» **Excerpted text**:
** START **

Santos was arrested for DUI. The arresting officer's report states, in relevant part, as follows:
At the Wailuku Police station, I gave SANTOS a copy of AD-DUI Form 2. I requested she read the form silently as I read the form out loud. After I read AD-DUI Form 2 out loud to SANTOS, I verbally explained the form, including what a conditional permit is and that she would not be able to request for a conditional permit if she elected to refuse to take any type of chemical test(s). I informed SANTOS the director of A.D.L.R. may grant a conditional permit allowing her to operate a motor vehicle to/from work, to/from AA classes and to/from alcohol assessment(s). SANTOS informed me she understood the AD-DUI Form 2, what a conditional permit is and the provisions to obtain a conditional permit.
The Intoxilyzer test given to Santos showed that her breath alcohol content was 0.169.
On September 15, 1999, Santos requested an administrative hearing.
On September 27, 1999, at the hearing before the Hearing Officer, Santos was the only witness who testified, and she testified, in relevant part, as follows:
Q. And on the way to the police station, did you-was there any discussion as far as what would happen once you got there?
Q. What was discussed?
A. Well, the whole issue of breathalyzer, he said it would better my chances, and then talking about my prior and getting conditional license, and if it fell within the five year period.

** END **

» **Jobs**:
[1] Reproduce the passage from the DUI case excerpt from "Q. What was" to "five year period.".
[2] Answer these questions about the DUI case excerpt:
(a) What breath alcohol content did the Intoxilyzer test show for Santos?
(b) On what date did Santos request an administrative hearing?
(c) At which police station was Santos given a copy of AD-DUI Form 2?
[3] Continue the DUI case excerpt from its last sentence.

» **Recorded data**:
** START **

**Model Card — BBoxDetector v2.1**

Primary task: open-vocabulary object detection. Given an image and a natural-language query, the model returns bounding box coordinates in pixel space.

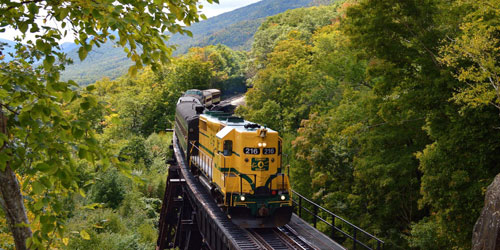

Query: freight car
[175,91,292,228]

** END **

» **Answers for the tasks**:
[1]
Q. What was discussed?
A. Well, the whole issue of breathalyzer, he said it would better my chances, and then talking about my prior and getting conditional license, and if it fell within the five year period.

[2]
(a) 0.169
(b) September 15, 1999
(c) The Wailuku Police station

[3]
Q. Did you inform the officer that you had a prior DUI offense?
Q. Conviction. Okay. Once you got to the station, regarding whether or not you want to take a breath or a beath [sic] test, what was discussed by the officer, what was told to you?
A. He just said it would be beneficial for me if I took the breathalyzer.
A. Because, to get a license back.
Q. Did he say, essentially that if you took a test, a breathalyzer test, that you could get a conditional permit?
Q. And is that why you decided to take the test?
Q. Because you wanted a conditional permit?
Q. Did the officer say anything to you, as far as if you have a prior DUI within five years that you could not get a conditional permit, was that ever discussed?
A. He didn't say anything about that.1
Q. And why did you feel it important to get a conditional permit, what is the nature of your job?
A. Well, I work in the recreation department, but when it rains, they always pull people from recreational to drive shuttle for employees. So that and getting back and forth to work.
Q. Okay[.] So based upon what the officer told you, that it would be better for you to take a breathalyzer test to get a conditional permit, you went ahead and took the breathalyzer test?
Q. And the officer did know that you had a prior DUI?
Q. You told him about that?
A. I definitely told him.
On October 4, 1999, the Hearing Officer filed a Notice of Administrative Hearing Decision sustaining the administrative revocation of Santos' driver's license, revoking Santos' license for one year from October 9, 1999, through October 8, 2000, and denying a conditional permit.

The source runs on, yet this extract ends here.